**Problem set**:
• 1. According to the issue description, how long has sorting even a million pages been observed to take in practice?
• 2. Reproduce the passage of the issue description word for word, starting with "And while there's" and going on through "its own collection.".

**Extract to read**:
[ 
https://issues.apache.org/jira/browse/IGNITE-27152?page=com.atlassian.jira.plugin.system.issuetabpanels:all-tabpanel
 ]

Ivan Bessonov updated IGNITE-27152:
-----------------------------------
    Description: 
The flame-graph shows a strong correlation between a page sorting phase of a 
checkpoint and dips in FSM activity:

!image-2025-11-24-16-35-22-721.png|width=1133,height=377!

And while there's just a single most likely explanation to it (I'll get to it 
later), there are multiple issues in the product when it comes to the sorting 
phase. Let's take a look at them:
h2. 1. Sorting duration

It's been noticed in practice that sorting even a million pages takes few 
hundred milliseconds, which is a large amount of time. Some clients may have 
tens or hundreds of millions dirty pages in a single checkpoint, and the 
sorting speed scales non-linearly.
h3. A proposal

While joining the collection of dirty pages of a data region together, we 
should execute the "split" phase as a fair split: each partition should have 
its own collection.

Pros:
 * As a heuristic we can assume that in most cases dirty pages will be 
uniformly distributed between a subset of local partitions. The size of this 
subset is proportional to the number of cores in the system. Following these 
assumptions, we can conclude that:
 ** There may be a significant number of partitions that require little to no 
sorting at all. Their exclusion doesn't help much, but it does help.
 ** Remaining {{N}} partitions could be sorted up to {{Log(N)}} times faster if 
each partition is sorted separately. Even for 32 partitions it might be a 5x 
gain, and in the majority of real cases we have more than that.

**Provided material**:

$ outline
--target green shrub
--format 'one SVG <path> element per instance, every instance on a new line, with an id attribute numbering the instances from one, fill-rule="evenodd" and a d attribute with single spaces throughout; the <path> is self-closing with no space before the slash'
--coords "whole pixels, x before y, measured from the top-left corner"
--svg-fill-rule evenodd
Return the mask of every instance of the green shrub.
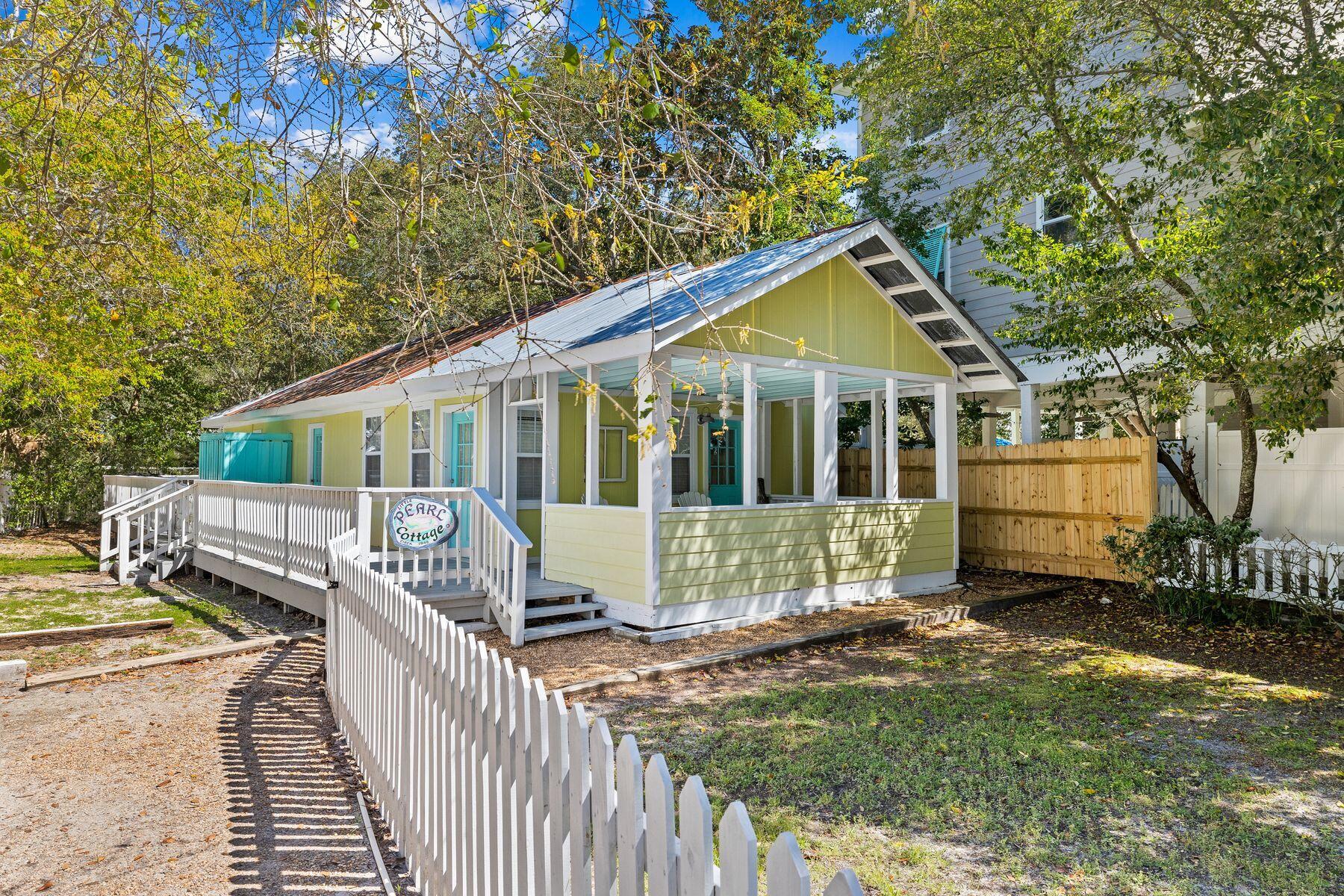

**Outputs by task**:
• 1. A few hundred milliseconds.

• 2.
And while there's just a single most likely explanation to it (I'll get to it 
later), there are multiple issues in the product when it comes to the sorting 
phase. Let's take a look at them:
h2. 1. Sorting duration

It's been noticed in practice that sorting even a million pages takes few 
hundred milliseconds, which is a large amount of time. Some clients may have 
tens or hundreds of millions dirty pages in a single checkpoint, and the 
sorting speed scales non-linearly.
h3. A proposal

While joining the collection of dirty pages of a data region together, we 
should execute the "split" phase as a fair split: each partition should have 
its own collection.